╭──

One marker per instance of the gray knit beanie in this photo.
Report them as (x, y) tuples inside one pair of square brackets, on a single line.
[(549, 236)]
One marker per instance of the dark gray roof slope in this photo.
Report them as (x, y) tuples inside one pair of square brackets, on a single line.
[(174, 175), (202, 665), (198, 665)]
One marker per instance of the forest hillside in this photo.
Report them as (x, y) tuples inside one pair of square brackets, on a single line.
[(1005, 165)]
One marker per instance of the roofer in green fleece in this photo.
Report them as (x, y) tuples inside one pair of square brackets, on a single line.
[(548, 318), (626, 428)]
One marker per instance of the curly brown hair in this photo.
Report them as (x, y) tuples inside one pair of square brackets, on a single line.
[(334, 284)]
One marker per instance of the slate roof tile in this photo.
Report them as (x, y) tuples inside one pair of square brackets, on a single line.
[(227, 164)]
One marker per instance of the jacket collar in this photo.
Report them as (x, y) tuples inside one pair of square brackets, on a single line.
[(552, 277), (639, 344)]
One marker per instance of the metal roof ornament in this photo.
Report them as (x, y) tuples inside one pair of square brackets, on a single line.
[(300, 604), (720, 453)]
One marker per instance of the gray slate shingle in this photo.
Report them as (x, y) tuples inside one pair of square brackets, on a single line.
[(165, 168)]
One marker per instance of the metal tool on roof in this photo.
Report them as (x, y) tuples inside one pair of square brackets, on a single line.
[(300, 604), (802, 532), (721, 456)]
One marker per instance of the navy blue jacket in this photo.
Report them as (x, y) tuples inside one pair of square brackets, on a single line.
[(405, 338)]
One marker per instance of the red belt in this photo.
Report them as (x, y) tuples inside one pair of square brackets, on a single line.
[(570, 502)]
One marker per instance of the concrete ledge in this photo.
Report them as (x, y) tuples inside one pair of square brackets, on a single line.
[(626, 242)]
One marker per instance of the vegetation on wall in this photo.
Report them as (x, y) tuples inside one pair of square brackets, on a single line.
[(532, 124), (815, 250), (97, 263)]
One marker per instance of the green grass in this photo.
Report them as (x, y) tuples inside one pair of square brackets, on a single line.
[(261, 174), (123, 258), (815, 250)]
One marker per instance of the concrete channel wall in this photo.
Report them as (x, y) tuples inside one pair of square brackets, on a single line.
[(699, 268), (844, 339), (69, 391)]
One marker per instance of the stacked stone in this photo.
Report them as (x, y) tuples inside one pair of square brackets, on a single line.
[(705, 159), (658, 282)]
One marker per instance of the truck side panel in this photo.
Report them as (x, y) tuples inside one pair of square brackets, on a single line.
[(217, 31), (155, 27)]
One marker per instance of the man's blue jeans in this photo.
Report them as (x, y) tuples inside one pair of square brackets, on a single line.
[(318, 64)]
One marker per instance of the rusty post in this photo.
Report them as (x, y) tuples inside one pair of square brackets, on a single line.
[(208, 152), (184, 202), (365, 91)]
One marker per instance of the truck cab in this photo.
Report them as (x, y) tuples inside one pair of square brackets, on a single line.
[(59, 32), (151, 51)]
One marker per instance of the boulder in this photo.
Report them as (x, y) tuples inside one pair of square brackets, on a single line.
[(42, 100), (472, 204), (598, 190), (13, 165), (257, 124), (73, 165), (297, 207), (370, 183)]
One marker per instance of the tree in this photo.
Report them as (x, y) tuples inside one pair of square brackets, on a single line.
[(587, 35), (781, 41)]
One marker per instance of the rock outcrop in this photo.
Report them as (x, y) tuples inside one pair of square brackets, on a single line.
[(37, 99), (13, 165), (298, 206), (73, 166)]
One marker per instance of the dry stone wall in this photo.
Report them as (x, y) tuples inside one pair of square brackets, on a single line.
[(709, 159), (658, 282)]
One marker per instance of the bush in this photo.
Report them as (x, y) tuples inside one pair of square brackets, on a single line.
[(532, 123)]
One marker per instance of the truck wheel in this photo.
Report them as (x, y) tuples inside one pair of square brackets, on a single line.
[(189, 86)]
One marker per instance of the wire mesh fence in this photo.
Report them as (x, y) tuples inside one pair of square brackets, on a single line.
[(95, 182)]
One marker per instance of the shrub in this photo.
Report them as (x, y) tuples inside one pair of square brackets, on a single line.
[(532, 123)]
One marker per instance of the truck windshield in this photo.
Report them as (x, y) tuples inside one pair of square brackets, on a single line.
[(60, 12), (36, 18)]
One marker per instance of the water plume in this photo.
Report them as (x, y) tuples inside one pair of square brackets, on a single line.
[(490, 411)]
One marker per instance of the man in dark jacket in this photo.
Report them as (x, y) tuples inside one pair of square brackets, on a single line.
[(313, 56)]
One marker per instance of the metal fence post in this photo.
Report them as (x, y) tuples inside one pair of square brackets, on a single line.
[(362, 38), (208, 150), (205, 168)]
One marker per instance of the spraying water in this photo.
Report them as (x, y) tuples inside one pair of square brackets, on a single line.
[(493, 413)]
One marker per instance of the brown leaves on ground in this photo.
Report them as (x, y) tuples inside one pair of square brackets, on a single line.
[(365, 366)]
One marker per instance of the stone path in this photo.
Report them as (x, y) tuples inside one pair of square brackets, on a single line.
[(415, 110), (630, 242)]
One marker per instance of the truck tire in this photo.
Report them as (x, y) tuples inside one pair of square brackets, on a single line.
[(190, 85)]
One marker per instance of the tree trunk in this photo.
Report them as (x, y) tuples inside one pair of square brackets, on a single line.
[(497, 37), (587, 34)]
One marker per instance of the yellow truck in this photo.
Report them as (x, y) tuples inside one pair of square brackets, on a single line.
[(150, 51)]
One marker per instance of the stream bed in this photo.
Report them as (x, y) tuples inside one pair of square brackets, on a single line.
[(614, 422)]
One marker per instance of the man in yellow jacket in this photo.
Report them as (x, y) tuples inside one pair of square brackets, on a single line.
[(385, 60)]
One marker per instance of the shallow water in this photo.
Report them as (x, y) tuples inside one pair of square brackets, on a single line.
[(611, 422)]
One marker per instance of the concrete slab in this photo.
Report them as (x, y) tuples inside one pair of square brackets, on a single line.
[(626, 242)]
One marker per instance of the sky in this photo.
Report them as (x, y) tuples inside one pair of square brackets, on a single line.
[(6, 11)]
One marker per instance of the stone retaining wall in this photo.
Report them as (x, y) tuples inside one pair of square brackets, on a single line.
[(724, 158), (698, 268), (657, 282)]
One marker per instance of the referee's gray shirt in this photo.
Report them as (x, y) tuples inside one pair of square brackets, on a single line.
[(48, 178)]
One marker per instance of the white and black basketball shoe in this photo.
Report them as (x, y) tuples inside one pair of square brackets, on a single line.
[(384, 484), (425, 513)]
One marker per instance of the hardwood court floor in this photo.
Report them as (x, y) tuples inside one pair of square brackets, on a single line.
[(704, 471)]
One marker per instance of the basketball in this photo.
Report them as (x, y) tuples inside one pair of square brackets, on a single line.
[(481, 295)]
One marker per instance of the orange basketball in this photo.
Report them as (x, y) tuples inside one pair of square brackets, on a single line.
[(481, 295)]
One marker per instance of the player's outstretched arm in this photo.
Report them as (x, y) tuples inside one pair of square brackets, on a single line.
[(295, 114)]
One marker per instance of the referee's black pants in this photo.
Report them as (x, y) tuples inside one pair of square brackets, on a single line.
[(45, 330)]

╰──

Exercise description: The records above are to be copied in full, exactly as written.

Full answer:
One marker per instance of the gray knit beanie in this photo.
Report them as (x, y) tuples inside one pair of square brackets, on a single line.
[(549, 236)]
One marker per instance of the dark gray roof slope in this photo.
Report them as (x, y) tuples inside one pair of square brackets, on a single line.
[(174, 175), (202, 665), (198, 665)]
One marker per instance of the forest hillside in this photo.
Report them as (x, y) tuples inside one pair of square brackets, on a single line.
[(1005, 165)]
One marker per instance of the roofer in green fleece in this photo.
Report them as (x, y) tuples inside one pair of square brackets, on a single line.
[(548, 318), (626, 428)]
One marker per instance of the curly brown hair in this photo.
Report them as (x, y) tuples inside one pair of square brackets, on a single line.
[(334, 284)]
One marker per instance of the slate roof tile in this photo.
Report them as (x, y) tuples inside one pair of square brackets, on a single line.
[(227, 164)]
One marker per instance of the jacket collar in this photo.
Report them as (x, y) tuples inside one pair of square brackets, on a single line.
[(552, 277), (639, 344)]
One marker per instance of the metal roof ornament in this photo.
Report them as (x, y) tuples inside one pair of square brackets, on a single line.
[(300, 604), (720, 453)]
One marker per instance of the gray slate shingle in this photo.
Report them as (x, y) tuples inside one pair of square brackets, on a single line.
[(165, 168)]
One marker per instance of the metal tool on roof in this photo.
Report them as (x, y) tuples inside one pair of square brackets, on a single line.
[(300, 604), (802, 532), (721, 456)]
One marker per instance of the navy blue jacket in this photo.
Report them as (x, y) tuples inside one pair of square brackets, on a single line.
[(405, 338)]
One marker per instance of the red belt in this photo.
Report them as (x, y) tuples inside one pair of square brackets, on a single line.
[(570, 502)]
One marker per instance of the concrete ledge in this photo.
Report them as (x, y) tuples inside one pair of square brackets, on a single line.
[(626, 242)]
One marker per instance of the vegetation on wall in this photo.
Report them as (x, y) tuples inside one pair of square brackets, on a single line.
[(532, 124), (815, 250), (97, 263)]
One marker per instance of the green grass in this photo.
Report them as (x, y) tuples inside one pair of square brackets, on a single line.
[(261, 174), (123, 258), (815, 250)]
One marker per instance of the concrete channel wall in this photo.
Report them as (x, y) tuples inside one pair of square brackets, on a single line.
[(699, 268), (844, 339), (69, 391)]
One marker per instance of the stacked stone in this photo.
Report them as (x, y) tuples inside one pair of square brackets, on a single line.
[(705, 159), (658, 282)]
One marker per instance of the truck side panel in this photo.
Report them as (x, y) tuples inside one pair of square brackets, on a single line.
[(217, 31), (155, 27)]
One marker per instance of the man's blue jeans in this photo.
Report them as (x, y) tuples inside one pair of square brackets, on a single line.
[(318, 64)]
One marker per instance of the rusty post in this photo.
Report them as (x, y) tuples inside one pair of square brackets, on a single line.
[(208, 152), (184, 202), (365, 91)]
One marker per instance of the truck cab in this photo.
Report them as (x, y) tuples inside one pair of square brackets, on a single line.
[(59, 32), (151, 51)]
One marker per instance of the boulder in this photo.
Report them as (x, y) tuples inside one pair of square brackets, on a single line.
[(42, 100), (472, 204), (598, 190), (13, 165), (257, 124), (73, 165), (297, 207), (370, 183)]
One marker per instance of the tree in this photo.
Report them as (x, y) tuples inside one pair of square brackets, on a single line.
[(587, 35), (781, 41)]
One marker per instance of the rock outcrop in this photo.
Report them as (x, y) tuples inside one pair of square brackets, on a single line.
[(37, 99), (13, 165), (298, 206), (73, 166)]
One marker per instance of the dry stone wall in this photo.
Report them as (x, y) tuples inside one pair of square brackets, on a single line.
[(709, 159), (658, 282)]
One marker per instance of the bush in this photo.
Report them as (x, y) tuples inside one pair of square brackets, on a single line.
[(532, 123)]
One marker per instance of the truck wheel in this photo.
Report them as (x, y) tuples inside one pair of square brackets, on a single line.
[(189, 86)]
One marker per instance of the wire mesh fence in this photo.
Report them as (x, y) tuples inside one pair of square brackets, on a single line.
[(95, 182)]
One marker per instance of the shrub in this photo.
Report them as (x, y) tuples inside one pair of square brackets, on a single line.
[(532, 123)]
One marker per instance of the truck windshield in this photo.
Report them as (x, y) tuples inside one pair of square brackets, on a single line.
[(60, 12), (36, 18)]
One marker per instance of the water plume in this photo.
Report them as (x, y) tuples inside one pair of square brackets, on a single line.
[(490, 411)]
One marker per instance of the man in dark jacket in this photo.
Report them as (x, y) tuples inside one pair of square brackets, on a single line.
[(313, 56)]
One marker per instance of the metal fence post in this photo.
Report them as (x, y) tuples inside one pair of square brackets, on a single line.
[(362, 38), (208, 150), (205, 168)]
One marker per instance of the spraying water in this photo.
Report them as (x, y) tuples inside one pair of square brackets, on a single line.
[(493, 413)]
One marker per instance of the brown leaves on ground in this photo.
Report them as (x, y) tuples inside one pair of square brackets, on a single line.
[(365, 366)]
One marker per instance of the stone path in this photo.
Report them as (x, y) tuples inside one pair of square brackets, on a single line.
[(415, 110), (630, 242)]
One marker per instance of the truck tire in this photo.
Report them as (x, y) tuples inside one pair of square brackets, on a single line.
[(190, 85)]
One marker per instance of the tree trunk in this photo.
Report them as (x, y) tuples inside one pair of square brackets, on a single line.
[(497, 37), (587, 34)]
One marker per instance of the yellow truck in this photo.
Report them as (x, y) tuples inside one pair of square brackets, on a single line.
[(150, 51)]
One marker per instance of the stream bed in this photo.
Report them as (x, y) tuples inside one pair of square brackets, on a single line.
[(614, 422)]
One marker per instance of the man in yellow jacket in this photo.
Report them as (x, y) tuples inside one pair of square brackets, on a single line.
[(385, 60)]
One marker per instance of the shallow water in this photo.
Report them as (x, y) tuples inside one pair of square brackets, on a single line.
[(611, 422)]
One marker per instance of the concrete slab in this photo.
Report them as (x, y) tuples inside one pair of square brackets, on a single line.
[(626, 242)]
One marker per instance of the sky in this photo.
Report them as (x, y) tuples inside one pair of square brackets, on a single line.
[(6, 11)]
One marker per instance of the stone retaining wall in this photo.
Report them as (x, y) tuples inside one pair of square brackets, on a single line.
[(724, 158), (698, 268), (657, 282)]
One marker per instance of the referee's gray shirt in this photo.
Report them as (x, y) tuples inside one pair of square brackets, on a single line.
[(48, 178)]
One marker per instance of the white and black basketball shoe in this photo.
Report them as (x, y) tuples inside one pair of square brackets, on a single line.
[(384, 484), (425, 513)]
One marker per instance of the hardwood court floor in this photo.
Report them as (x, y) tuples inside one pair of square brackets, on a single line.
[(704, 471)]
One marker per instance of the basketball in this photo.
Report them as (x, y) tuples inside one pair of square brackets, on a single line.
[(481, 295)]
One marker per instance of the orange basketball in this photo.
Report them as (x, y) tuples inside one pair of square brackets, on a single line.
[(481, 295)]
One marker per instance of the player's outstretched arm in this photo.
Report them as (x, y) tuples inside one pair of square brackets, on a single line.
[(295, 114)]
One marker per instance of the referee's black pants in this photo.
Report them as (x, y) tuples inside one pair of square brackets, on a single line.
[(45, 330)]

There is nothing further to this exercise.